- WHAT NEEDS TO BE DONE
Return the lines of the data below starting at the one holding "of the latte" and ending at the one holding "of the dessert", word for word, leaving every picture out.

BEGIN DATA LISTING

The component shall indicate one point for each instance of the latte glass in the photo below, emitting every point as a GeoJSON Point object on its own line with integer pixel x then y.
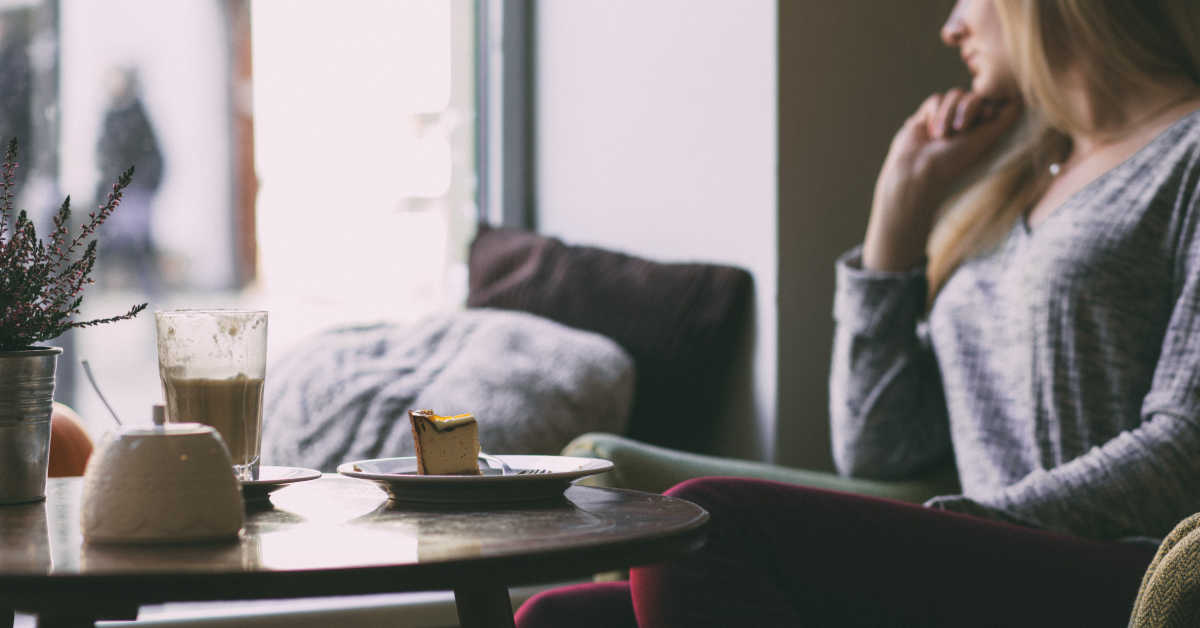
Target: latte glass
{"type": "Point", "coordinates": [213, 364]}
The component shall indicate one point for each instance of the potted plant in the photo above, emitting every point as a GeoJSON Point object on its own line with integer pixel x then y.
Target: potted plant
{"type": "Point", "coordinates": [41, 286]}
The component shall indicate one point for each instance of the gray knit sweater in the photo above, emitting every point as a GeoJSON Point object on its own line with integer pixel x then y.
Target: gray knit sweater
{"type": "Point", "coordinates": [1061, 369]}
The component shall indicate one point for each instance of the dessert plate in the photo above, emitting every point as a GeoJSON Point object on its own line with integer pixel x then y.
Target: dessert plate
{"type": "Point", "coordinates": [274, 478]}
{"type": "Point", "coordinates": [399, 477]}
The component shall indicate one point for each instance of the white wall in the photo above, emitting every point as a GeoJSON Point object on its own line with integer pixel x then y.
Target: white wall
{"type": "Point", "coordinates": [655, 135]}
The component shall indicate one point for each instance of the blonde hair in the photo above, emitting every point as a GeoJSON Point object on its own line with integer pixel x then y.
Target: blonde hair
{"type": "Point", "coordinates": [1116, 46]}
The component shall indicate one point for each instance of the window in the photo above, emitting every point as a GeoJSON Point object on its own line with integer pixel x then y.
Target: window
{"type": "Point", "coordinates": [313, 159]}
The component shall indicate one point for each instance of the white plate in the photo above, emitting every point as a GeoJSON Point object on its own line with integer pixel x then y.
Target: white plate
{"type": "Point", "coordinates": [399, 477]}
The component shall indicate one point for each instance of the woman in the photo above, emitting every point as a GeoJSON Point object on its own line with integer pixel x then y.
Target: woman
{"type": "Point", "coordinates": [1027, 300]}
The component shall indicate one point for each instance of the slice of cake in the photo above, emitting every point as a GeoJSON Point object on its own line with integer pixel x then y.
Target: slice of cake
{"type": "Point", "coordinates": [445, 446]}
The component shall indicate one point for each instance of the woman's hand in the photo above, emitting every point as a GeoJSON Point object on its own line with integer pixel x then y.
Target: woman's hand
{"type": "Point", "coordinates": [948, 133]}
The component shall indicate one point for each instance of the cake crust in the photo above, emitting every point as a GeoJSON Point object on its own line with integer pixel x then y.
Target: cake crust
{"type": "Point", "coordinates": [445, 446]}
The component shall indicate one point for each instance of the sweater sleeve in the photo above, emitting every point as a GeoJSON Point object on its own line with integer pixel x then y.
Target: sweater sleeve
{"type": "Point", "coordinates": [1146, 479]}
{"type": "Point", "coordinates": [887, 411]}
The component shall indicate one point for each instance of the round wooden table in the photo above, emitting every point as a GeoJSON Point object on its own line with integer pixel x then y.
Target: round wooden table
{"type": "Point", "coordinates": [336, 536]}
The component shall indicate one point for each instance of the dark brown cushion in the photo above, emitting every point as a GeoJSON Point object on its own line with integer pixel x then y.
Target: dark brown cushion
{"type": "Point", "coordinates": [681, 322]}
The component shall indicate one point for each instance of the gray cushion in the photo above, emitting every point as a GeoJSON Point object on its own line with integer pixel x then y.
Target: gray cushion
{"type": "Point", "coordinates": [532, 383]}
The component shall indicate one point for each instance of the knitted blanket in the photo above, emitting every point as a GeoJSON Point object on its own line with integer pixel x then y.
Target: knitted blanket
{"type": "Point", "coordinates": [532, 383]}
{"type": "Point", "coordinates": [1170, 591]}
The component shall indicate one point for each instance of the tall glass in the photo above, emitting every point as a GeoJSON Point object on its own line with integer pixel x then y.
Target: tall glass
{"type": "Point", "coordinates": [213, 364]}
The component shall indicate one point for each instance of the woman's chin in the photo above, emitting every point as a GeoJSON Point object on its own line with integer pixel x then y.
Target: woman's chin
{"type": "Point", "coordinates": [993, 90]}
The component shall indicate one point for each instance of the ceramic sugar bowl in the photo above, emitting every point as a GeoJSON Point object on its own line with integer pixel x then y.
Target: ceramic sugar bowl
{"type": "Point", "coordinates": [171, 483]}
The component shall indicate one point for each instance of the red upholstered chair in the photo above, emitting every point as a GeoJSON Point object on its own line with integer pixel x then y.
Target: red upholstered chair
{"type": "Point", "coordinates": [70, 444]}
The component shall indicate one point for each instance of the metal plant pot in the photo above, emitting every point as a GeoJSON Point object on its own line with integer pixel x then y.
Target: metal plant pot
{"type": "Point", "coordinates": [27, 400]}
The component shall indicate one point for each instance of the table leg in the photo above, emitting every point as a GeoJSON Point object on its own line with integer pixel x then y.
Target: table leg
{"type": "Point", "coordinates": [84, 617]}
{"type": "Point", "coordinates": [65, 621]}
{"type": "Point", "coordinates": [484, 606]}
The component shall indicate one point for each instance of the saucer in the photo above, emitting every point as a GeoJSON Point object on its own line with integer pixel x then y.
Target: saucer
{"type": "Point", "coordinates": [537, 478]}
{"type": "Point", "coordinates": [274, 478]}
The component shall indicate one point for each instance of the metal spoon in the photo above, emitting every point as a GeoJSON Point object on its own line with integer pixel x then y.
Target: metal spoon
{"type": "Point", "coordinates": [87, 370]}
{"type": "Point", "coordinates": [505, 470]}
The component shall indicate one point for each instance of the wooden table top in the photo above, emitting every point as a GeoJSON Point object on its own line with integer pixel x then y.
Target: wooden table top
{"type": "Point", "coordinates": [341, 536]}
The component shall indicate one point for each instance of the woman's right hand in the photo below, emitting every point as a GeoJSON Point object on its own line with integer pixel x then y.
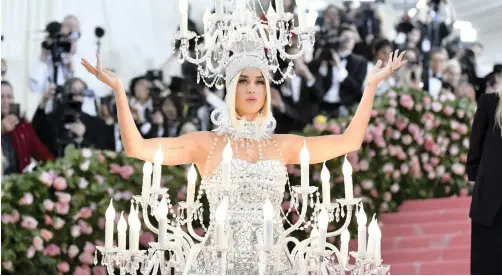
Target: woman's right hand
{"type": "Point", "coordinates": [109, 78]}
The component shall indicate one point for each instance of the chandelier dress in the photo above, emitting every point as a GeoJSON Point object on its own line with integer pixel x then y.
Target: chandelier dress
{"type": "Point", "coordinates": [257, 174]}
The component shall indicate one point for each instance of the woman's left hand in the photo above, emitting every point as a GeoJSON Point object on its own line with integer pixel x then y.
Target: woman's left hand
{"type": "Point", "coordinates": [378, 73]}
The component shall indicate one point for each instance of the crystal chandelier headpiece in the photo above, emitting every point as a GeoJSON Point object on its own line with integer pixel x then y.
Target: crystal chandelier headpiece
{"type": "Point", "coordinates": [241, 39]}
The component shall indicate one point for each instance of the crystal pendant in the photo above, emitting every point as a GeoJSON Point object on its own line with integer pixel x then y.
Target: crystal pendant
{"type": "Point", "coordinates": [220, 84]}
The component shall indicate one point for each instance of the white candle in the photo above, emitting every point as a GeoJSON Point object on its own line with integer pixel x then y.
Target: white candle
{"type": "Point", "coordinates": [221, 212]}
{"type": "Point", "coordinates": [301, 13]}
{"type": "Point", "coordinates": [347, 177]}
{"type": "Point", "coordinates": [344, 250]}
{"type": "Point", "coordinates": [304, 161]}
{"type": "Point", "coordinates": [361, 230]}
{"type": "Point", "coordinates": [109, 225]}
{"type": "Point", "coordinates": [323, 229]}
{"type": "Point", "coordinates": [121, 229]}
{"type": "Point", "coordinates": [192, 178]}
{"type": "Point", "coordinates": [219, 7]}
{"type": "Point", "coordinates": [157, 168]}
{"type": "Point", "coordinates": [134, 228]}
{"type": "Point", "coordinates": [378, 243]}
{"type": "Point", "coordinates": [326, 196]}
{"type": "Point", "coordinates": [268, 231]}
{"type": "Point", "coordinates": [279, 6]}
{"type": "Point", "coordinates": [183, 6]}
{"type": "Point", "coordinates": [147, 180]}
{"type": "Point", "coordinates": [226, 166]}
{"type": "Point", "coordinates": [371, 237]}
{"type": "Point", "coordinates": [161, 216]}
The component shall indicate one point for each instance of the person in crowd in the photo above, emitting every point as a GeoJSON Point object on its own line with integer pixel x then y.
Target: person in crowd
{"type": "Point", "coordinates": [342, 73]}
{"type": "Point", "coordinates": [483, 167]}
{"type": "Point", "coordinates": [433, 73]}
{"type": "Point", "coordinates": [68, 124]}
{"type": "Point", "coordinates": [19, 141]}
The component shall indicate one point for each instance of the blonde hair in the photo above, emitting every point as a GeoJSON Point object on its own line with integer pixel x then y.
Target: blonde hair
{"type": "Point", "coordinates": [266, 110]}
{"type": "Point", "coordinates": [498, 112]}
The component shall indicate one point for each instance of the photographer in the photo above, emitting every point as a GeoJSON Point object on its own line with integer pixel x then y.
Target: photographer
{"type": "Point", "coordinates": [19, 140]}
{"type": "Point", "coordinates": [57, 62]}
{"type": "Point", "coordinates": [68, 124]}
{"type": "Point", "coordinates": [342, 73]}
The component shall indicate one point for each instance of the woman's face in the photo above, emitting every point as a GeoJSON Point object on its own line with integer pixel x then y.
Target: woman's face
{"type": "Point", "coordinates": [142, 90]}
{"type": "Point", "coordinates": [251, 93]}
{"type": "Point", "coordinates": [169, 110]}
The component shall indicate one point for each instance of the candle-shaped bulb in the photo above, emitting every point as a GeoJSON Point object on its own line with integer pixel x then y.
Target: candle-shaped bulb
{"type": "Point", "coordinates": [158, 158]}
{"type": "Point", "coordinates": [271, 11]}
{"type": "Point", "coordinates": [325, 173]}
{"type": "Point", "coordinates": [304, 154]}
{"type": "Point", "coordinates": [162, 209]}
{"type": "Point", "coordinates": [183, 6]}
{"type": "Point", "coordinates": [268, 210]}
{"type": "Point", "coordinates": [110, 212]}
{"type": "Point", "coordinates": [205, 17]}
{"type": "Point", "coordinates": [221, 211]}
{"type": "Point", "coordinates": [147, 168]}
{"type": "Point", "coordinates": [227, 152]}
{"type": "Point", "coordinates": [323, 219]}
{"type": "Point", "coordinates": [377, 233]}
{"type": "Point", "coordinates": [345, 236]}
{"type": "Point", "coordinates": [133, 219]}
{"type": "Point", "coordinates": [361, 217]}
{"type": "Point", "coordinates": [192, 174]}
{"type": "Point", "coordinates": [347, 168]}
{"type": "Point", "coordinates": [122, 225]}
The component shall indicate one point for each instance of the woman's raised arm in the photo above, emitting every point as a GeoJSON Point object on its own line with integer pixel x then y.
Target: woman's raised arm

END DATA LISTING
BEGIN DATA LISTING

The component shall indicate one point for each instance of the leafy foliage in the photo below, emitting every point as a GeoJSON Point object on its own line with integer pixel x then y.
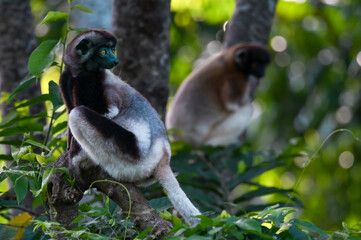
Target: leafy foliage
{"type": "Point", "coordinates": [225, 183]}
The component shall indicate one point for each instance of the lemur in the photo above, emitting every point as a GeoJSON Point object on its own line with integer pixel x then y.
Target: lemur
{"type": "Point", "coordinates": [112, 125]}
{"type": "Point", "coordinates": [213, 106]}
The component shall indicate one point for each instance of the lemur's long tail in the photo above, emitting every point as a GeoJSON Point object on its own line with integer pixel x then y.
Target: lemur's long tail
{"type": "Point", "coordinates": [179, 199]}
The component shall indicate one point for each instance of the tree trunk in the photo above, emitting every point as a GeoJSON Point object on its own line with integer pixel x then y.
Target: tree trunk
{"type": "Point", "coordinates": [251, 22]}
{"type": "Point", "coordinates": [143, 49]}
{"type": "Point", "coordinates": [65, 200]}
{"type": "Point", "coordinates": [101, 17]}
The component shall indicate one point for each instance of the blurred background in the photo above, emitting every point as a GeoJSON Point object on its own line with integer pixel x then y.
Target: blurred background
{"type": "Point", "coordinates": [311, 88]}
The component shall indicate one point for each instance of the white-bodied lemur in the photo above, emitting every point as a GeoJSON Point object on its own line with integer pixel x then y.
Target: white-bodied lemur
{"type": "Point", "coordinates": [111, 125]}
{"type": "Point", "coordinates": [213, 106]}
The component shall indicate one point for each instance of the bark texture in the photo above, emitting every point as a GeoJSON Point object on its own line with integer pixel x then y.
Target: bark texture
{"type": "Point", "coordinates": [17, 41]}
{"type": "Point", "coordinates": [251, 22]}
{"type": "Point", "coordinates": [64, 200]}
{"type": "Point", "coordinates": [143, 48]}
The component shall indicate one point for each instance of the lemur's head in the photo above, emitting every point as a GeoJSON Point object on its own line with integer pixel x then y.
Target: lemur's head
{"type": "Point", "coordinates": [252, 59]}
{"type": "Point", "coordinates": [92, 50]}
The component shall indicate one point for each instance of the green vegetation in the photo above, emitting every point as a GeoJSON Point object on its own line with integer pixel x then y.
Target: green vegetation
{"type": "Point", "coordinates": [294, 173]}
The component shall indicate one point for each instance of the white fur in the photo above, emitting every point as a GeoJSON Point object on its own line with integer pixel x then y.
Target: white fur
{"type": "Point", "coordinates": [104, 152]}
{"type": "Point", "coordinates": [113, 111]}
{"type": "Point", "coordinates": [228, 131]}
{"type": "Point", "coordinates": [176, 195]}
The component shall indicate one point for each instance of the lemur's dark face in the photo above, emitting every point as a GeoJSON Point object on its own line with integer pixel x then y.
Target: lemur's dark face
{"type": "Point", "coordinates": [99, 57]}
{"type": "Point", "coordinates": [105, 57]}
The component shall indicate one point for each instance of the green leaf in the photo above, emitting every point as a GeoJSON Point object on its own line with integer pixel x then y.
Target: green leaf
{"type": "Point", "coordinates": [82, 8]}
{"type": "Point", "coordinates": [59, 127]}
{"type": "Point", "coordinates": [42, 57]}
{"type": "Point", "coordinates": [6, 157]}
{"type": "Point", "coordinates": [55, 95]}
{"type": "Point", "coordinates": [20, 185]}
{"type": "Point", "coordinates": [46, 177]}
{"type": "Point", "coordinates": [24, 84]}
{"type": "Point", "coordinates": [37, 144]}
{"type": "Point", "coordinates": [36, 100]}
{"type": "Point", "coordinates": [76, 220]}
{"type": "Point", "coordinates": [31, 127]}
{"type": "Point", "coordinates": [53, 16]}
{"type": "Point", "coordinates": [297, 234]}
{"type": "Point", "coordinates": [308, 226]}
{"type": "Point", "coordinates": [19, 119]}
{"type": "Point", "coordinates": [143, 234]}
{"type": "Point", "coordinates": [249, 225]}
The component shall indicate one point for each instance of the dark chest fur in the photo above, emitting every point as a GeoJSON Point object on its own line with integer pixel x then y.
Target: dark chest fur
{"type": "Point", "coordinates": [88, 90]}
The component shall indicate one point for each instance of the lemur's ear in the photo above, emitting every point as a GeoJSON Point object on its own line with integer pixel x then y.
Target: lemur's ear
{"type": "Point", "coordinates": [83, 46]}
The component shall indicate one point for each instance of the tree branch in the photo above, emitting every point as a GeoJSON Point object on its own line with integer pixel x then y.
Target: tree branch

END DATA LISTING

- SOLUTION BELOW
The component shall indicate one point for each instance of the latte glass in the photo below, emitting every point as a GeoJSON Point object on its own line with integer pixel x then y.
Target: latte glass
{"type": "Point", "coordinates": [213, 364]}
The component shall indicate one point for each instance of the potted plant in the photo above, emitting every point as a GeoJSON Point object on its own line with integer pixel x then y.
Target: potted plant
{"type": "Point", "coordinates": [41, 286]}
The component shall indicate one point for each instance of the gray knit sweater in the photo above, emitting every point as a GeoJSON Point object on its own line with integer pixel x then y.
Target: gray knit sweater
{"type": "Point", "coordinates": [1061, 369]}
The component shall indicate one point for each instance of the dessert plate in the photo above, emitting every point as a GeoJSON Point object on its own line with integer pixel x then y.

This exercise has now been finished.